*Data entries:*

=====

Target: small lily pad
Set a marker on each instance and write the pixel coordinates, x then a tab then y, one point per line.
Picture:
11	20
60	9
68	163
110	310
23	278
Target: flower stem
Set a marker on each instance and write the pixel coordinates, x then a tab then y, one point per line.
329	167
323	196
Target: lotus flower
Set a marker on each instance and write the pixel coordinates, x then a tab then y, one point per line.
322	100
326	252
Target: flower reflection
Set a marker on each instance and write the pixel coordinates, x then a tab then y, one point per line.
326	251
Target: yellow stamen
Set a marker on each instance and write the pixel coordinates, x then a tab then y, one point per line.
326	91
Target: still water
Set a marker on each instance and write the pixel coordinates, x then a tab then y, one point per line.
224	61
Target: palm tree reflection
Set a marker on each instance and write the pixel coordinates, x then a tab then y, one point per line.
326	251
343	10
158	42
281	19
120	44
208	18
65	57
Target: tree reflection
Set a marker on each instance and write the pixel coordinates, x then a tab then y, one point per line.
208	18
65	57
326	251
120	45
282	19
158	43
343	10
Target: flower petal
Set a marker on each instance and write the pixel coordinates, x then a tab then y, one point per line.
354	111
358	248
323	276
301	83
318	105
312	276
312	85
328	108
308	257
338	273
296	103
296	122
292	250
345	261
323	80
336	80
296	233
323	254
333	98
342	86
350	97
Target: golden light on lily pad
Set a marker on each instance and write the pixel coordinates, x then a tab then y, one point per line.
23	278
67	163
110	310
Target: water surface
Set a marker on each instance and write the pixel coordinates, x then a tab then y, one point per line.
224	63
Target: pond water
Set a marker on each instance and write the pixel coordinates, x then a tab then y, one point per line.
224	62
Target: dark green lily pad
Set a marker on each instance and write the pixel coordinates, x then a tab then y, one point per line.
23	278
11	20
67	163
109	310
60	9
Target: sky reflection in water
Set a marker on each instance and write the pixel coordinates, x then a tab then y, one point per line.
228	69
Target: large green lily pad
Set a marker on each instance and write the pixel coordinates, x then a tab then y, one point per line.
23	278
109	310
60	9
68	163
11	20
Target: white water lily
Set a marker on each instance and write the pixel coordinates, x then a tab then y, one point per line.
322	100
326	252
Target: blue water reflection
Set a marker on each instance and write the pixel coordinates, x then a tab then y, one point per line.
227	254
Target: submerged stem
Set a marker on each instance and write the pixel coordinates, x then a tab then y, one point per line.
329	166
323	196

=====

*What you are asked to do:* Please return all of the rows above, copying each line without any change.

*The result:*
Target: small lily pad
Set a marker on each instance and write the pixel coordinates, x then a tab then y, one point per line.
Picture:
11	20
60	9
68	163
110	310
23	278
Target: flower stem
Set a marker on each instance and write the pixel coordinates, x then a tab then y, one point per line.
329	167
323	196
Target: lotus flower
Set a marker on each instance and write the pixel coordinates, x then a tab then y, one point per line.
322	100
326	252
Target: flower reflection
Set a marker on each instance and write the pixel coordinates, x then a tab then y, one point per line.
326	251
Target: yellow stamen
Set a marker on each instance and write the pixel coordinates, x then a tab then y, one point per line.
326	91
Target: still water
Set a marker on each instance and write the pixel coordinates, x then a tab then y, one point per line.
224	61
Target: palm tree reflection
Set a marker on each instance and write the pixel coordinates, x then a tab then y, one point per line.
326	251
343	10
158	42
281	19
120	44
208	18
65	57
Target: tree reflection
Set a marker on each instance and write the pixel coordinates, x then a tab then y, one point per line.
208	18
65	57
326	251
120	45
282	19
158	43
343	10
Target: flower petal
Set a marker on each instance and write the pixel coordinates, x then a tab then y, one point per line.
354	111
358	248
323	276
301	83
318	105
312	276
312	85
328	108
308	257
338	273
296	103
296	122
292	250
345	261
323	80
336	80
296	233
323	254
333	98
342	86
350	97
Target: golden light on lily pad
Set a marker on each instance and write the pixel coordinates, x then a tab then y, one point per line.
23	278
67	163
110	310
Target: water surface
Set a marker on each instance and write the pixel coordinates, x then a tab then y, one point per line.
224	63
Target: pond water
Set a marker on each instance and write the pixel coordinates, x then a tab then y, one point per line.
224	62
Target: dark green lily pad
Set a marker on each instance and write the pixel coordinates, x then a tab then y, one point per line.
23	278
11	20
67	163
109	310
60	9
Target: sky reflection in water
Set a marker on each instance and write the pixel coordinates, x then a tab then y, one point per line.
228	69
Target: large green lily pad
Set a marker on each instance and write the pixel coordinates, x then a tab then y, one point per line.
23	278
109	310
60	9
68	163
11	20
Target: white water lily
Set a marker on each instance and write the pixel coordinates, x then a tab then y, one point per line.
322	100
326	252
Target: blue water reflection
Set a marker on each instance and write the pixel coordinates, x then a tab then y, one point per line.
227	254
Target: submerged stem
Set a marker on each instance and write the pixel coordinates, x then a tab then y, one point per line.
329	166
323	196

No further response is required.